OBJECTIVE:
Convert the lines below into a Markdown table with the columns Row and Line, numbering each line and skipping blank lines. Leave the pictures out.

INPUT DATA:
▼

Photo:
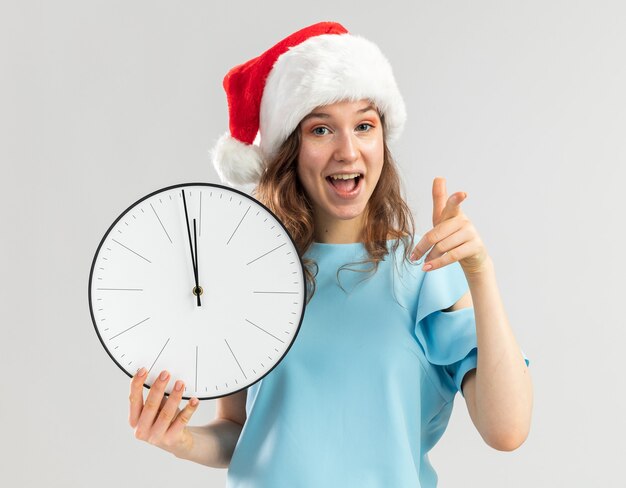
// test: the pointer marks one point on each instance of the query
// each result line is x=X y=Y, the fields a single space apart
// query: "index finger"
x=136 y=397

▲

THE ANSWER:
| Row | Line |
|---|---|
| 1 | Photo: |
| 2 | // test: the pointer marks one point on each instance of the query |
| 3 | // each result line is x=X y=Y, the fields a single space apart |
| 4 | // query: "index finger" |
| 5 | x=136 y=397 |